Data extracted from a collection:
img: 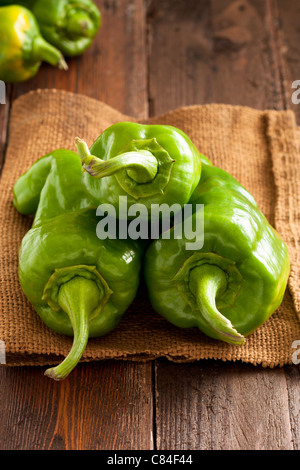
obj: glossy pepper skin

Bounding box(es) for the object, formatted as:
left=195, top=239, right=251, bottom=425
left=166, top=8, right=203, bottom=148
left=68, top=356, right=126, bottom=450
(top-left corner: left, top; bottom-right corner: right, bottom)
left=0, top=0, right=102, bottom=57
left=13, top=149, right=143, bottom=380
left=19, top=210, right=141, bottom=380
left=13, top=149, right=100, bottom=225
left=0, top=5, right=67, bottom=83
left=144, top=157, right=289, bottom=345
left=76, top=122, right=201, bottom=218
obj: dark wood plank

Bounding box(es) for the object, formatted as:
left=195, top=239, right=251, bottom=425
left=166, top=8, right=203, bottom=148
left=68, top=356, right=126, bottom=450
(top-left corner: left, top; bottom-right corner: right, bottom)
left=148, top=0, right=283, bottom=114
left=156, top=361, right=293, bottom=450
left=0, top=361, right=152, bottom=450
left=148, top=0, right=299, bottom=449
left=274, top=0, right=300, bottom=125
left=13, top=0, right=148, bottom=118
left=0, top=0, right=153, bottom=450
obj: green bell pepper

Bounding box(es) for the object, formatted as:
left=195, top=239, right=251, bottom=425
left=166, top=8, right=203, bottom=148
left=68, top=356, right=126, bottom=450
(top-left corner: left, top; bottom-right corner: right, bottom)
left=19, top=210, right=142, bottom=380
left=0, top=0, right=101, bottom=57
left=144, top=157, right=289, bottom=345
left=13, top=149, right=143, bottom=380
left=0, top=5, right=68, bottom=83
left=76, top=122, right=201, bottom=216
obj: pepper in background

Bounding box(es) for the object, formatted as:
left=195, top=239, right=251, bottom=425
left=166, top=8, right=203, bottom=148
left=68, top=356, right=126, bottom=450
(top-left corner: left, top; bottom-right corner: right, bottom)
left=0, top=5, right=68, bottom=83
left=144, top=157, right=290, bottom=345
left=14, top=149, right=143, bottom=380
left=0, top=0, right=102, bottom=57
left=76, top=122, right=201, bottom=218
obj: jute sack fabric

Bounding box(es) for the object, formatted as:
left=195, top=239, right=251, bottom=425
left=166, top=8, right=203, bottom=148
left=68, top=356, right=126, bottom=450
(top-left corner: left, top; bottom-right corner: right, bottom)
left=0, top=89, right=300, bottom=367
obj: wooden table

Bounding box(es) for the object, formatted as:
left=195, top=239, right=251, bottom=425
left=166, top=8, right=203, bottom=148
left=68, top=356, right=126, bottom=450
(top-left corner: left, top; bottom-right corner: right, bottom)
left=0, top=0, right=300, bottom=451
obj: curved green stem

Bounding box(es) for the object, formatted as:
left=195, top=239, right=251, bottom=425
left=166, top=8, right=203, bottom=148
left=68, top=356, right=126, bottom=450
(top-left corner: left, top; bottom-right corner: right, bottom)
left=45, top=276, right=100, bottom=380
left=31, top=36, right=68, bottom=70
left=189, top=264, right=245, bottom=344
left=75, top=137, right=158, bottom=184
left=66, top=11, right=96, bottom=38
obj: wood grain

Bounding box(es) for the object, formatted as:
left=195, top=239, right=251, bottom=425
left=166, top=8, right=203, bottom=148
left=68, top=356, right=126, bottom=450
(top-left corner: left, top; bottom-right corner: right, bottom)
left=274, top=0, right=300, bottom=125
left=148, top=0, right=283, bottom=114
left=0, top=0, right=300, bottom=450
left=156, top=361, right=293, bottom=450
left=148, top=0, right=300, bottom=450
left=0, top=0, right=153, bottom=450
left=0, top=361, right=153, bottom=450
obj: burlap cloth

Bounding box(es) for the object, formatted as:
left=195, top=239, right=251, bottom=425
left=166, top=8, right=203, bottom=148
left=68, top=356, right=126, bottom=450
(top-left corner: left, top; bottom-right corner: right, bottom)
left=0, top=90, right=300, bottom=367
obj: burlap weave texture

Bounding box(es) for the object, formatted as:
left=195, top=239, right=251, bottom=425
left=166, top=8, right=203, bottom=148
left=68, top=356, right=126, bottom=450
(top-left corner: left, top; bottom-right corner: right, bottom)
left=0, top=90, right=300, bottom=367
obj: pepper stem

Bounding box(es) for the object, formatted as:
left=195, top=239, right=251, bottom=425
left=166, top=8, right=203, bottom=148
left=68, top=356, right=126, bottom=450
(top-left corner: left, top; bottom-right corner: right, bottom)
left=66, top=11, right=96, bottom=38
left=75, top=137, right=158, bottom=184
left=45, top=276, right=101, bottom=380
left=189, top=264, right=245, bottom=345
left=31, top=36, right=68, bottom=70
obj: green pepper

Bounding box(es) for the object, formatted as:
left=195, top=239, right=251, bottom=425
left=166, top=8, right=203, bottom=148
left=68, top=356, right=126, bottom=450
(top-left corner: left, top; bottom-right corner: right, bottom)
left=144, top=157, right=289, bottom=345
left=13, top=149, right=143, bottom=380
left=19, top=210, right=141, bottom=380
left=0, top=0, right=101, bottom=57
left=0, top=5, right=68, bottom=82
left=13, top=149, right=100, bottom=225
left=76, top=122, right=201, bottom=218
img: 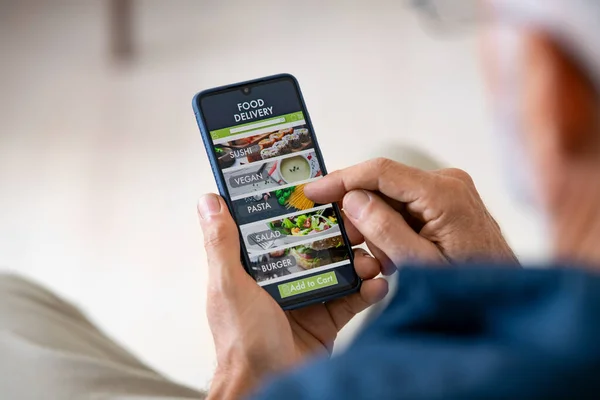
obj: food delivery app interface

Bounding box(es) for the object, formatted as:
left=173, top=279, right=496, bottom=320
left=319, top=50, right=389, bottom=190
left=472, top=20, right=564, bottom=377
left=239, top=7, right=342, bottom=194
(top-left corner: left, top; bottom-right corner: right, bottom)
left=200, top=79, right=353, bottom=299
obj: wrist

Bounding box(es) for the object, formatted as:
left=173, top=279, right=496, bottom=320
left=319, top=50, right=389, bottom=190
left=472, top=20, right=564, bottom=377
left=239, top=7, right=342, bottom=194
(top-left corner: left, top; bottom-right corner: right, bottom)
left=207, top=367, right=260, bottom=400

Directions for this task: Pictures are not part of the copy; reproduce exactly and only the lines from the line containing "obj: burlap weave texture" through the end of the listing.

Task response:
obj: burlap weave texture

Bounding box(es) for the object, formatted as:
left=195, top=239, right=251, bottom=425
left=166, top=8, right=203, bottom=148
left=68, top=356, right=126, bottom=450
(top-left corner: left, top; bottom-right corner: right, bottom)
left=0, top=90, right=300, bottom=367
obj: pepper stem

Bounding box(es) for the object, formatted as:
left=195, top=239, right=251, bottom=425
left=166, top=8, right=203, bottom=148
left=68, top=356, right=126, bottom=450
(top-left corner: left, top; bottom-right corner: right, bottom)
left=66, top=11, right=96, bottom=38
left=75, top=137, right=158, bottom=184
left=45, top=276, right=101, bottom=380
left=189, top=264, right=245, bottom=345
left=31, top=36, right=68, bottom=70
obj: green pepper

Bounding box(es) for the object, formatted as:
left=195, top=239, right=251, bottom=425
left=166, top=8, right=203, bottom=148
left=68, top=356, right=126, bottom=450
(top-left corner: left, top; bottom-right corner: right, bottom)
left=144, top=157, right=289, bottom=345
left=13, top=149, right=143, bottom=380
left=19, top=210, right=141, bottom=380
left=0, top=0, right=101, bottom=57
left=0, top=5, right=68, bottom=82
left=13, top=149, right=100, bottom=225
left=76, top=122, right=201, bottom=218
img: 
obj: food delivery app interface

Bounding box(es) for the object, formatted as:
left=173, top=279, right=496, bottom=320
left=319, top=50, right=389, bottom=190
left=472, top=20, right=564, bottom=377
left=239, top=7, right=342, bottom=194
(top-left corner: left, top; bottom-right corner: right, bottom)
left=200, top=79, right=353, bottom=299
obj: wrist

Bounding box(es) for the object, formatted as:
left=173, top=279, right=496, bottom=320
left=319, top=50, right=389, bottom=190
left=472, top=20, right=564, bottom=377
left=239, top=7, right=342, bottom=194
(top-left corner: left, top; bottom-right corner: right, bottom)
left=207, top=367, right=260, bottom=400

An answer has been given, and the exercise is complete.